| Material provided |
::::::

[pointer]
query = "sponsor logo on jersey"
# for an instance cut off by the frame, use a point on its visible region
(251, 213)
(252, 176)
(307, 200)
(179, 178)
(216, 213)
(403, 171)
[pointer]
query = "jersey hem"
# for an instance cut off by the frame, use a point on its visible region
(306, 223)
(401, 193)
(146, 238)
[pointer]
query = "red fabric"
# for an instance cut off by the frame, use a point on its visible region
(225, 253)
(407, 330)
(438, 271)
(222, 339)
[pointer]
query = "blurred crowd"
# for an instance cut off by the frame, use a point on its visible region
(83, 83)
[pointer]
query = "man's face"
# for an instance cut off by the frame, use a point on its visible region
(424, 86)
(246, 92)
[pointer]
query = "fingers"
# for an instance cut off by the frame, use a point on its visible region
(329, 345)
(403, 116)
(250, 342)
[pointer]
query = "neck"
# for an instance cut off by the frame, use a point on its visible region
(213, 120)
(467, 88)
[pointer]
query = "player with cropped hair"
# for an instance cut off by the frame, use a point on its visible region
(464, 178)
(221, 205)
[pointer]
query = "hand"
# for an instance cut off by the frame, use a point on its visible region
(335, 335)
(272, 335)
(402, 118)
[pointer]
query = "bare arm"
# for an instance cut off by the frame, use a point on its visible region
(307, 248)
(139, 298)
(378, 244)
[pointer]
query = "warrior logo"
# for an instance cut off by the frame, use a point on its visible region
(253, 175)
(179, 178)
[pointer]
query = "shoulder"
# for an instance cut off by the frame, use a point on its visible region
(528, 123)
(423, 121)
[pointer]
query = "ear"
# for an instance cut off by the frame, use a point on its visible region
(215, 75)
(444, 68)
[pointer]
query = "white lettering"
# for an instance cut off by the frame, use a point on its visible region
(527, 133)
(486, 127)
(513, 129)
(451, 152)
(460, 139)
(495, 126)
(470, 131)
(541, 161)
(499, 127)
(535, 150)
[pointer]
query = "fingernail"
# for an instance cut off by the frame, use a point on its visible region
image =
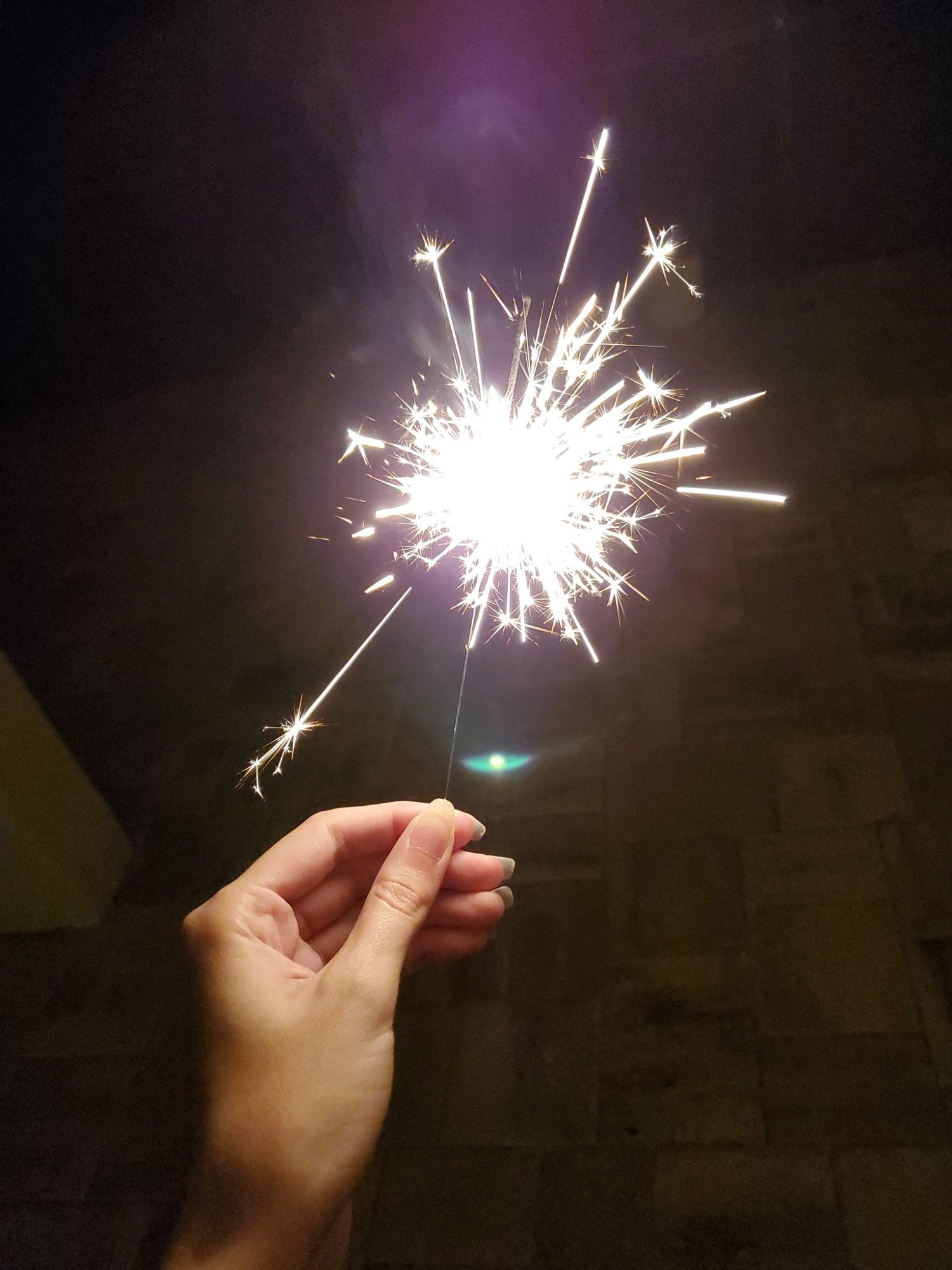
(431, 832)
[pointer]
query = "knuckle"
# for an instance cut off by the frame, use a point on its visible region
(400, 897)
(202, 925)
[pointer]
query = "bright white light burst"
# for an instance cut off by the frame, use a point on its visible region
(536, 491)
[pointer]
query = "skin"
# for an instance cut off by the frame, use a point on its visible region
(300, 963)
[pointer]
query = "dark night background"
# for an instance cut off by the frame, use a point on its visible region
(185, 184)
(717, 1029)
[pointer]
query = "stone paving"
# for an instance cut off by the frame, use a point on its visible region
(717, 1029)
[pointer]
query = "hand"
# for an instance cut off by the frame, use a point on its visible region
(300, 962)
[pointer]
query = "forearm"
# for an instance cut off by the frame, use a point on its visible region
(232, 1224)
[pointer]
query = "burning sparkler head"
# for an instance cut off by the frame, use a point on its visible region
(536, 490)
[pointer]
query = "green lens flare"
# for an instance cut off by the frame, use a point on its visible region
(497, 764)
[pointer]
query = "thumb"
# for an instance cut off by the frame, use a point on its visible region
(402, 896)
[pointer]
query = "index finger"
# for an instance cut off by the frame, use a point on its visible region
(303, 859)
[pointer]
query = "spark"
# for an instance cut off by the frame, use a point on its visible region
(360, 443)
(532, 491)
(303, 721)
(597, 161)
(751, 495)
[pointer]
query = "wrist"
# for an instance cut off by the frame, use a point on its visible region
(235, 1221)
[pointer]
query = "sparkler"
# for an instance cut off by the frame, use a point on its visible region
(535, 491)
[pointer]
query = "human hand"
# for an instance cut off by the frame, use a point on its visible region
(300, 961)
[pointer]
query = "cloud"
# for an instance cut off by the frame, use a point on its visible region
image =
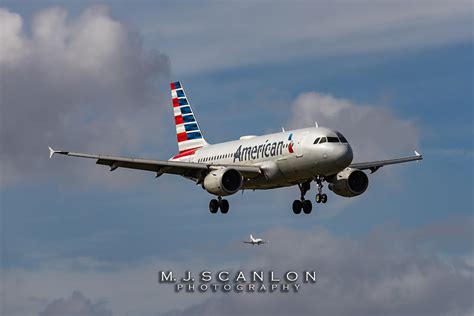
(84, 82)
(75, 305)
(241, 33)
(374, 133)
(381, 274)
(386, 272)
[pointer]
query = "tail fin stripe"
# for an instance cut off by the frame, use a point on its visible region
(189, 118)
(180, 93)
(188, 132)
(191, 127)
(178, 119)
(194, 135)
(186, 110)
(182, 137)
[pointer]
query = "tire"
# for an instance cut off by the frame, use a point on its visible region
(224, 206)
(318, 198)
(297, 206)
(307, 206)
(324, 198)
(213, 206)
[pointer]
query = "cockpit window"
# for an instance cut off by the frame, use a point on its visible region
(342, 138)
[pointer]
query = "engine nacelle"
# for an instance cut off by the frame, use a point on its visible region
(349, 182)
(223, 181)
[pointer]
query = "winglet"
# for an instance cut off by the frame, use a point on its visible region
(51, 152)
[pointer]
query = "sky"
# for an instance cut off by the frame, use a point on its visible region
(392, 76)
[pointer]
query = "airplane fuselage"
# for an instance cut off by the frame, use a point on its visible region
(286, 158)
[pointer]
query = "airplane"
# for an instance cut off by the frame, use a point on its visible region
(255, 241)
(287, 158)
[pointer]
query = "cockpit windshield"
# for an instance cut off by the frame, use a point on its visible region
(331, 139)
(342, 138)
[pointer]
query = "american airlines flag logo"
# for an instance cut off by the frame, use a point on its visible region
(187, 128)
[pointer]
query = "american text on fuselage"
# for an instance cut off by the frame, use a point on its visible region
(287, 158)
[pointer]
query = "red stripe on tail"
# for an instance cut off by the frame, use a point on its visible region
(182, 137)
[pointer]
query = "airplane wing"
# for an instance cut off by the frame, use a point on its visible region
(187, 169)
(375, 165)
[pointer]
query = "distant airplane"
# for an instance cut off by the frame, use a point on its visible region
(288, 158)
(255, 241)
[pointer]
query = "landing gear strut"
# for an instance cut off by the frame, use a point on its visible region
(302, 203)
(320, 197)
(220, 203)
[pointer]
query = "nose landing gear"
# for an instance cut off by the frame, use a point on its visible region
(302, 203)
(220, 203)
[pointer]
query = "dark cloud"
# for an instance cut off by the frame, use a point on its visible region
(75, 305)
(382, 274)
(84, 82)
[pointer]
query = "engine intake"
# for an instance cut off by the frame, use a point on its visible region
(349, 182)
(223, 182)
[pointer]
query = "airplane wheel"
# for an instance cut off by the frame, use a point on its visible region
(213, 206)
(307, 206)
(297, 206)
(224, 205)
(324, 198)
(318, 198)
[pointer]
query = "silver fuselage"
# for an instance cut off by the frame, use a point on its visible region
(286, 158)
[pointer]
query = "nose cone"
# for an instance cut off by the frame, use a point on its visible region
(343, 155)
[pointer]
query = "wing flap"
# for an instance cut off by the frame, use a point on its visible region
(375, 165)
(188, 169)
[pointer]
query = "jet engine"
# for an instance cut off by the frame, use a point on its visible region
(223, 181)
(349, 182)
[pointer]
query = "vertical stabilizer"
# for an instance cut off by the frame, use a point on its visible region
(187, 128)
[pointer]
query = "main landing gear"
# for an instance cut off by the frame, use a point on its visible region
(220, 203)
(305, 205)
(320, 197)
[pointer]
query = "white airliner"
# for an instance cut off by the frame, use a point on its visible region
(288, 158)
(255, 241)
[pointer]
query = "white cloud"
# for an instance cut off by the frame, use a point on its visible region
(214, 35)
(82, 82)
(374, 133)
(387, 272)
(75, 305)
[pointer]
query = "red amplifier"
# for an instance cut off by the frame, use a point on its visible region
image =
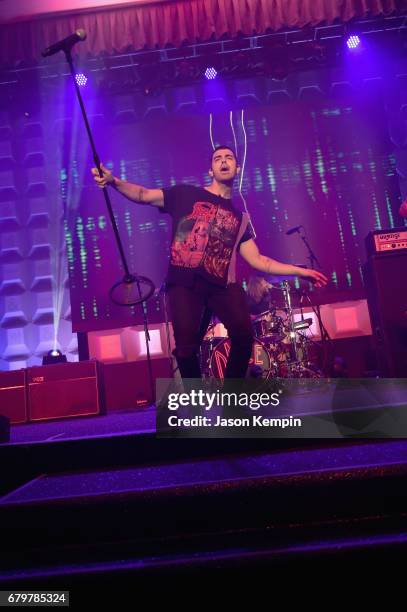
(64, 390)
(13, 398)
(387, 240)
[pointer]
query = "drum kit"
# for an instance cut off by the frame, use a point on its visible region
(281, 347)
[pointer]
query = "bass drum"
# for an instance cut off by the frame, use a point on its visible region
(260, 365)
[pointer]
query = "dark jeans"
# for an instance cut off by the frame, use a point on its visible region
(188, 307)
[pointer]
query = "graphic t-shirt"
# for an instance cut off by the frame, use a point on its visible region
(206, 233)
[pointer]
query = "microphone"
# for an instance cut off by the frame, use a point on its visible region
(65, 44)
(293, 230)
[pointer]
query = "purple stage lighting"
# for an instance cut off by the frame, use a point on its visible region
(353, 42)
(81, 79)
(210, 73)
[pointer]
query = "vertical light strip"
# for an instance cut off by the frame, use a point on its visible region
(210, 130)
(242, 174)
(233, 132)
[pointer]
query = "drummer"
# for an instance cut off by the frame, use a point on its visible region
(258, 295)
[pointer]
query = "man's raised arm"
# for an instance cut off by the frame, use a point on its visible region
(131, 191)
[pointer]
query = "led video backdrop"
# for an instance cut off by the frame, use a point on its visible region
(328, 167)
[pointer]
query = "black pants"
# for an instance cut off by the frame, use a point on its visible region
(188, 305)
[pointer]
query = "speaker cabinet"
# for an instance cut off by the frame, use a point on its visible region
(64, 390)
(127, 384)
(13, 399)
(386, 288)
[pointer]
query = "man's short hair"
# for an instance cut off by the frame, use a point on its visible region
(222, 147)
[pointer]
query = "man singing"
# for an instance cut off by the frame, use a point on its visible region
(208, 232)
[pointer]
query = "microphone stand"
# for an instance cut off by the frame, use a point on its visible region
(315, 263)
(128, 279)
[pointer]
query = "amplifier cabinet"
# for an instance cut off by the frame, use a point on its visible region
(64, 390)
(13, 398)
(386, 288)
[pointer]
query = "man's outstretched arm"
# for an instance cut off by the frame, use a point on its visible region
(250, 252)
(131, 191)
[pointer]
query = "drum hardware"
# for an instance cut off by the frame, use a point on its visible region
(280, 348)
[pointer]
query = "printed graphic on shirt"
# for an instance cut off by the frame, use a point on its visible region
(205, 238)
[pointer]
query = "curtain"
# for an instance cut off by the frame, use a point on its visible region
(173, 22)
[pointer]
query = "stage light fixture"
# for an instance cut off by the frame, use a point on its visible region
(52, 357)
(353, 42)
(81, 79)
(211, 73)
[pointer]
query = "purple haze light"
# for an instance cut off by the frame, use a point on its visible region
(81, 79)
(211, 73)
(353, 42)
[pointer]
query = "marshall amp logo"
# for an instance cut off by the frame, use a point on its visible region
(386, 237)
(386, 242)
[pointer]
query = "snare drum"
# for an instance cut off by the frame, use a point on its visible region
(267, 324)
(259, 365)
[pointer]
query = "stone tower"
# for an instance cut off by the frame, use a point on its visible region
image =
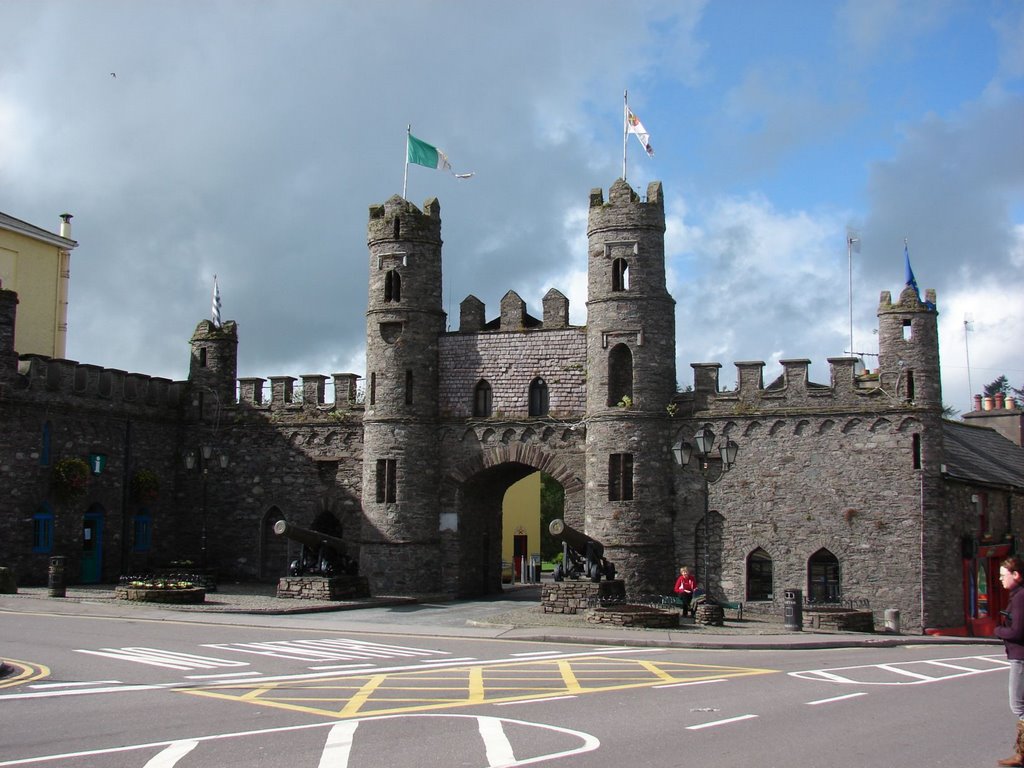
(631, 380)
(908, 348)
(404, 317)
(213, 367)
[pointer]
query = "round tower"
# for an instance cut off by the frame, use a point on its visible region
(213, 366)
(631, 380)
(908, 348)
(404, 318)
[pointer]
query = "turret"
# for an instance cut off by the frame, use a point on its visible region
(631, 380)
(404, 318)
(908, 348)
(214, 365)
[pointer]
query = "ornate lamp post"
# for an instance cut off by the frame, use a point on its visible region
(702, 448)
(201, 460)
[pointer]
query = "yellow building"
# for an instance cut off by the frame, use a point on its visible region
(521, 521)
(36, 263)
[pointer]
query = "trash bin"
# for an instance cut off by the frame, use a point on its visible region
(57, 588)
(793, 609)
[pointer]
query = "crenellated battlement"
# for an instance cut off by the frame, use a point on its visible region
(793, 388)
(310, 393)
(50, 376)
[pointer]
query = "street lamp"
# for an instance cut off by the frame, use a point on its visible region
(201, 460)
(702, 448)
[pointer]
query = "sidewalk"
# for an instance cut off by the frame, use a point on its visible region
(513, 615)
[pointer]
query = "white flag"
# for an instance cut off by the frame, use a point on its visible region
(634, 126)
(216, 302)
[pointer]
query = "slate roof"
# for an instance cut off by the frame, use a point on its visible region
(981, 455)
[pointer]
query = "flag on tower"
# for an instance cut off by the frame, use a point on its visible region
(634, 126)
(420, 153)
(216, 302)
(911, 282)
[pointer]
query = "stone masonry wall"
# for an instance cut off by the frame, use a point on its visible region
(509, 361)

::::::

| What this task involves |
Pick out each line in the rows above that contains the word "flag", and copy those lines.

| Answer to this exercise |
query = "american airlines flag logo"
query = "white flag"
query = "flag on tower"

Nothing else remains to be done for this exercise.